Copy every one of the entries below word for word, without changing a single line.
— BEGIN —
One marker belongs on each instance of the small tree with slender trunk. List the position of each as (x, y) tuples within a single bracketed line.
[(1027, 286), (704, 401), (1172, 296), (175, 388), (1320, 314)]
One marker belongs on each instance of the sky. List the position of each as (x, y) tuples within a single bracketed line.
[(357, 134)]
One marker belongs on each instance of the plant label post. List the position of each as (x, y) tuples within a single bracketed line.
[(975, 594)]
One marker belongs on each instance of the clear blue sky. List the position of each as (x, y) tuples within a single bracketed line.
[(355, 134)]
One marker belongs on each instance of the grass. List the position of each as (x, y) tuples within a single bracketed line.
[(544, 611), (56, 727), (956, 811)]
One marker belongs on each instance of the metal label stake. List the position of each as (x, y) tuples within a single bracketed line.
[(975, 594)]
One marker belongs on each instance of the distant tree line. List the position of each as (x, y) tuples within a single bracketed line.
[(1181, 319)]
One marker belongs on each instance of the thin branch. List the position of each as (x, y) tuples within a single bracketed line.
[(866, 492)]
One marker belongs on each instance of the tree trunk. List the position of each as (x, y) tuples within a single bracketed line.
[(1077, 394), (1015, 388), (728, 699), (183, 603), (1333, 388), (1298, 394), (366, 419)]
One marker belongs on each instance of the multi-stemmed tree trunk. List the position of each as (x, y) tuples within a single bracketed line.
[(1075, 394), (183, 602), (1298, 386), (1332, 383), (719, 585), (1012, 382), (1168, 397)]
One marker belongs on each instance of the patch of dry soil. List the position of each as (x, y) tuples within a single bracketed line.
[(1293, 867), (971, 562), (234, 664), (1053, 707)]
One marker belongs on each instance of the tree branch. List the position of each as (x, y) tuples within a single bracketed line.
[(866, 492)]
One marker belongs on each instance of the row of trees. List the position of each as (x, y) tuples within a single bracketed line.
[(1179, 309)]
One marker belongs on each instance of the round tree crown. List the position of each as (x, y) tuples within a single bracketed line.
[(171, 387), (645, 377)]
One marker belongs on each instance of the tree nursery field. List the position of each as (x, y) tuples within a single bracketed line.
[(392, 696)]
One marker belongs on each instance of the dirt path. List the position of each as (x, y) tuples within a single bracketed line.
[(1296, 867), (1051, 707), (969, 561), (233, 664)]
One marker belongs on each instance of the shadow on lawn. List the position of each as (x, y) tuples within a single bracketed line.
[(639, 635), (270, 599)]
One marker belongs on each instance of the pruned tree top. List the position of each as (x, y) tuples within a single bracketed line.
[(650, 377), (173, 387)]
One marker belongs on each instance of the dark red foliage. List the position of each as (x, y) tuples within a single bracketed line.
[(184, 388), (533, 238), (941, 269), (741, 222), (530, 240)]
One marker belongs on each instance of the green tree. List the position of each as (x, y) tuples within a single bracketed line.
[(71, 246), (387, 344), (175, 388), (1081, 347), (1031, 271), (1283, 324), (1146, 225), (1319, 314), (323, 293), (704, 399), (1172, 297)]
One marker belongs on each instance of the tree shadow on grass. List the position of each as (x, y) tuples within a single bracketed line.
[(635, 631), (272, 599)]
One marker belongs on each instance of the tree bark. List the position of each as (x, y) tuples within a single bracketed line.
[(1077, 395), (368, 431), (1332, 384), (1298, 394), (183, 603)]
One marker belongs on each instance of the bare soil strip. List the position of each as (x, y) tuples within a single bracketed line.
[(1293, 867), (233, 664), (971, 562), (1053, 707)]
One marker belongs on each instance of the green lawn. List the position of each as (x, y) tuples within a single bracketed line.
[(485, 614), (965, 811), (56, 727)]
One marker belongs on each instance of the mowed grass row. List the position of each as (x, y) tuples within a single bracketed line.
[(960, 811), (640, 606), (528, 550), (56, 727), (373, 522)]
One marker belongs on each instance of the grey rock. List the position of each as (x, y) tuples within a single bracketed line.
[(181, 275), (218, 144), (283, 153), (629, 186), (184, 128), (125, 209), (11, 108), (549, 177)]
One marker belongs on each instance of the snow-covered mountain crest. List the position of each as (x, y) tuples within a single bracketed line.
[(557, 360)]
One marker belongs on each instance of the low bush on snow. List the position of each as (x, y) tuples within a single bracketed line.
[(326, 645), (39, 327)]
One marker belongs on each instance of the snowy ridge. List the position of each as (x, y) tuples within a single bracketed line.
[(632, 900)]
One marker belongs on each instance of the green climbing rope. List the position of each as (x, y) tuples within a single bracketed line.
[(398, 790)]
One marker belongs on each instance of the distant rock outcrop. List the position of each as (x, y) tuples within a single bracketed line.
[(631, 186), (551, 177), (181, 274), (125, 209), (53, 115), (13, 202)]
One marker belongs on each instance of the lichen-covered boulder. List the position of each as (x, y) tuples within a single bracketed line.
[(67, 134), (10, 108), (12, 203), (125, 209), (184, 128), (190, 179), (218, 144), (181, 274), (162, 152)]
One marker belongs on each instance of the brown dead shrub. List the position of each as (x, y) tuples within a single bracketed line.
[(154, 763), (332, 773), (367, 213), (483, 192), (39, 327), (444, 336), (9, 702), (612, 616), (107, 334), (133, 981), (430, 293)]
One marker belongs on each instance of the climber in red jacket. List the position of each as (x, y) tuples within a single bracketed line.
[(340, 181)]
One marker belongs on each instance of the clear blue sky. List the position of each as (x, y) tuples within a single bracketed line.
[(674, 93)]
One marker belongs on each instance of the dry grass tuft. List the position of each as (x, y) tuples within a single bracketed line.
— END —
> **Answer to this exercise**
One marker belongs on each instance of the small tree with slender trunk. List the position of each as (x, y) tuples within a single bracketed line.
[(1027, 286), (704, 401), (1172, 296), (175, 388), (1320, 314)]
One marker belongs on each instance of the sky. List the position of each as (x, y) tuples within a single bracketed line.
[(357, 134)]
One marker belongs on each instance of the plant label post. List the position of each as (x, y) tuples within a single bracketed line.
[(975, 594)]
One marker belongs on each instance of the clear blue sky. List the position of each as (x, y) tuples within a single bracketed line.
[(355, 134)]
One marker belongs on each instance of the grass. List the position of each as (x, y) tuples within a single bracketed line.
[(544, 611), (56, 727), (956, 811)]
One marker belongs on each instance of the metal label stake. List the position of each as (x, y) tuples within a single bracketed line.
[(975, 594)]
One marker belongs on each instance of the distant tree line. List the position of each as (x, y) tuples within a single bracketed line.
[(1181, 319)]
One marker belongs on each instance of the thin branch. List the position of each as (x, y) tuples within a single bracketed line.
[(866, 492)]
One marker belongs on each instance of the tree trunk. List the position of each as (x, y) tuples within a single bracketed line.
[(1077, 394), (1015, 388), (728, 699), (183, 603), (1333, 388), (1298, 394), (366, 419)]
One marker belongs on each instance of the multi-stemmed tree trunk. List the position of each as (x, y) tuples within a single bracketed line.
[(1075, 394), (183, 602), (1298, 386), (1332, 383), (719, 585), (1012, 382), (1168, 397)]
One marker belongs on each instance of the patch of dry soil. List the position of each as (x, y) tuples within a single bracketed line.
[(1293, 867), (971, 562), (234, 664), (1053, 707)]
One marker belongs on each instance of the tree branch. List the position of each as (x, y) tuples within a single bracketed line.
[(866, 492)]
One marker belongs on each instance of the row of trees. List the position of each as (x, y) tuples within a single bracketed line.
[(1179, 309)]
One marker belongs on each instance of the round tree crown. List the position of each as (x, y) tuples within a single bracketed line.
[(171, 387), (645, 377)]
One marker belongs on each instance of the tree nursery field. List the position of each as (x, y) tuples within a single bracketed line.
[(392, 696)]
One marker belongs on each instance of the dirt path. List the position of each as (x, y) tuples within a single bracketed line.
[(1296, 867), (1051, 707), (969, 561), (233, 664)]
One marker belongs on each instance of the shadow on lawn. List the position of each as (x, y) tuples within a single bracketed line.
[(639, 635), (270, 599)]
One marker belongs on each instance of the pruned tree top. List the position of each as (x, y) tuples within a single bracketed line.
[(650, 377), (173, 387)]
One marker belongs on each instance of the dark red foliage. List the position of each as (x, y) tuples within a single bracketed line.
[(184, 388), (533, 238), (941, 269), (741, 222), (530, 240)]
One marker belongs on each instance of the green tree. List the position of each as (x, y) tuples within a single bracketed line.
[(71, 246), (387, 344), (175, 388), (1081, 347), (1031, 271), (1283, 324), (1146, 225), (1319, 314), (323, 293), (704, 399), (1172, 297)]
One marker belongs on each instance of the tree shadow on grass. List the position of each as (x, y) tuples within a single bracketed line.
[(635, 631), (272, 599)]
One marker belongs on each instance of the tree bark. List the position of each as (x, y) tuples within a single bracketed line.
[(1077, 395), (368, 431), (1332, 384), (1298, 394), (183, 603)]
One marker belongs on each instance of the bare soil strip. List the position of each as (x, y) tuples within a single bracketed line.
[(1293, 867), (233, 664), (971, 562), (1053, 707)]
One marker belongs on each instance of the green lawn. List the position of each as (x, y) tuples within a single bracketed line.
[(485, 614), (965, 811), (56, 727)]
One marker belongs on each instance of the mowed grass row. List the position of each as (x, y) tuples within a single bracketed line.
[(960, 811), (640, 606), (528, 550), (56, 727), (373, 522)]
One marker belongs on each instance of the grey rock. List the position of each as (x, y) tuples within a single bracketed line.
[(181, 275), (218, 144), (283, 153), (629, 186), (184, 128), (125, 209), (11, 108), (549, 177)]
One marker belongs on each instance of the snow-covered mountain crest. List the position of each as (x, y) tuples within a single bracketed line.
[(557, 360)]
One marker belongs on each instance of the low bush on snow. List the position of each as (x, y) tuples within a single bracketed line.
[(326, 645), (39, 327)]
One marker belongs on each instance of the snowy ridge. List the position of each as (x, y) tuples within a single bracketed line.
[(632, 900)]
One marker belongs on each instance of the green climbing rope. List the position of each as (x, y) tuples within a single bracketed line.
[(398, 790)]
One marker belongs on each instance of the distant rock outcrop. List the position of each as (x, y) tuples within a single bracketed line.
[(631, 186), (551, 177), (181, 274), (125, 209), (53, 115), (13, 202)]
One marker belongs on each instance of the lichen-covered boulder. List the position of each as (x, y) tuples within a single bracketed line.
[(67, 134), (10, 108), (12, 203), (125, 209), (184, 128), (190, 179), (218, 144), (181, 274), (162, 152)]
One marker belongs on each instance of the brown dead shrub. List the position of each as (x, y) tuples within a single bracketed line.
[(154, 763), (332, 773), (367, 213), (483, 192), (39, 327), (444, 336), (9, 702), (612, 616), (107, 334), (133, 981), (430, 293)]
One marker belongs on each instance of the climber in red jacket. List the position of each as (x, y) tuples within a single bracketed line.
[(340, 181)]
One marker belongs on each instance of the clear blue sky. List the position of each as (x, y) tuples within a single bracketed line.
[(674, 93)]
One marker belongs on each instance of the dry grass tuft. List the position of each as (x, y) tuples within a single bracketed line.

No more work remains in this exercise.